__Document extract__.
§ §
Personal information
- Full name: Owen Olamidayo Goodman
- Date of birth: 27 November 2003 (age 22)
- Place of birth: London, England
- Height: 1.93 m (6 ft 4 in)
- Position: Goalkeeper

Team information
- Current team: Dundee (on loan from Crystal Palace)
- Number: 1

Youth career
- South Simcoe United
- County FC Academy
- Crystal Palace

Senior career*
- Years: Team / Apps / (Gls)
- 2022–: Crystal Palace / 0 / (0)
- 2023–2024: → Colchester United (loan) / 38 / (0)
- 2024–2025: → AFC Wimbledon (loan) / 46 / (0)
- 2025–2026: → Huddersfield Town (loan) / 10 / (0)
- 2026: → Barnsley (loan) / 22 / (0)
- 2026–: → Dundee (loan) / 7 / (0)

International career
- 2022: Canada U20 / 1 / (0)
- 2023: England U20 / 2 / (0)

= Owen Goodman =

English footballer (born 2003)

Owen Olamidayo Goodman (born 27 November 2003) is an English professional footballer who plays as a goalkeeper for club Dundee, on loan from club Crystal Palace.

Born in England, he has represented both England and Canada at youth level, though he has yet to be featured in a senior match despite receiving a call-up by the Canada national team.

==Early life==
Goodman was born in Harold Wood, London, England. He moved to Canada with his parents when he was five and played for clubs South Simcoe United and County FC in Alliston, Ontario. During this period, he transitioned from playing as a defender to goalkeeper so that he could continue playing after training sessions.
§ §
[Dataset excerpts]
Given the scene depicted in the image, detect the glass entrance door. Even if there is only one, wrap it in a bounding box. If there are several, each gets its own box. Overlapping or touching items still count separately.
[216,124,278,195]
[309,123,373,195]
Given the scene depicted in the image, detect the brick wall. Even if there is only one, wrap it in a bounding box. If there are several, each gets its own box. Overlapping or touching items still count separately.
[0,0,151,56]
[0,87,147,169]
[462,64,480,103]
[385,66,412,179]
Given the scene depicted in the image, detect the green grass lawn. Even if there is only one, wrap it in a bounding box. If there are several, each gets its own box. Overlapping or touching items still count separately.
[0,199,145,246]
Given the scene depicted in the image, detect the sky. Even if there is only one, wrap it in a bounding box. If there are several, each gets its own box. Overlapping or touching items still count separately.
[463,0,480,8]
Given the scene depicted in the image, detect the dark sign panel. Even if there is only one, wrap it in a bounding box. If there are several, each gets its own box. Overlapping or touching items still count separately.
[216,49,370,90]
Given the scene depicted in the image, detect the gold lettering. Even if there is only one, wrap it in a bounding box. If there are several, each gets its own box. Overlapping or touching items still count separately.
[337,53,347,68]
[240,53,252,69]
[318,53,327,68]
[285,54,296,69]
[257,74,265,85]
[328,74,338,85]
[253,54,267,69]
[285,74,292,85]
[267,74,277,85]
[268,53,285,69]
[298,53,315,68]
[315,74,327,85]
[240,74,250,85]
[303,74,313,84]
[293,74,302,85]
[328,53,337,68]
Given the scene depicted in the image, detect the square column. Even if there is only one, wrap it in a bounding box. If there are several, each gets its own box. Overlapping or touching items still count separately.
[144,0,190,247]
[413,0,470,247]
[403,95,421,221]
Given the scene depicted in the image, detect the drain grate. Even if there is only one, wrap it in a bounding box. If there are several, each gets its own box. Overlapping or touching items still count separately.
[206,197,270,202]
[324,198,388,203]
§ §
__Task instructions__. Write the next part of the article on footballer Owen Goodman, picking up right after its last sentence.

__Response__.
He returned to the United Kingdom from Ontario in 2015, at the age of thirteen. He started playing with the Crystal Palace academy from under-13 level.

==Club career==
===Crystal Palace===
Goodman signed a professional contract with Crystal Palace in July 2021 as a seventeen year-old.

====2022–23====
Goodman had a place on the first-team bench for Crystal Palace in the Premier League against Wolverhampton Wanderers in October 2022. He signed a contract extension with Crystal Palace in November 2022. He made the Palace first-team bench in Premier League away trips to Brighton & Hove Albion, Arsenal and Southampton.

====2023–24: Colchester United (loan)====
In July 2023, Goodman joined League Two club Colchester United on a season-long loan. He made 40 appearances in all competitions for the club.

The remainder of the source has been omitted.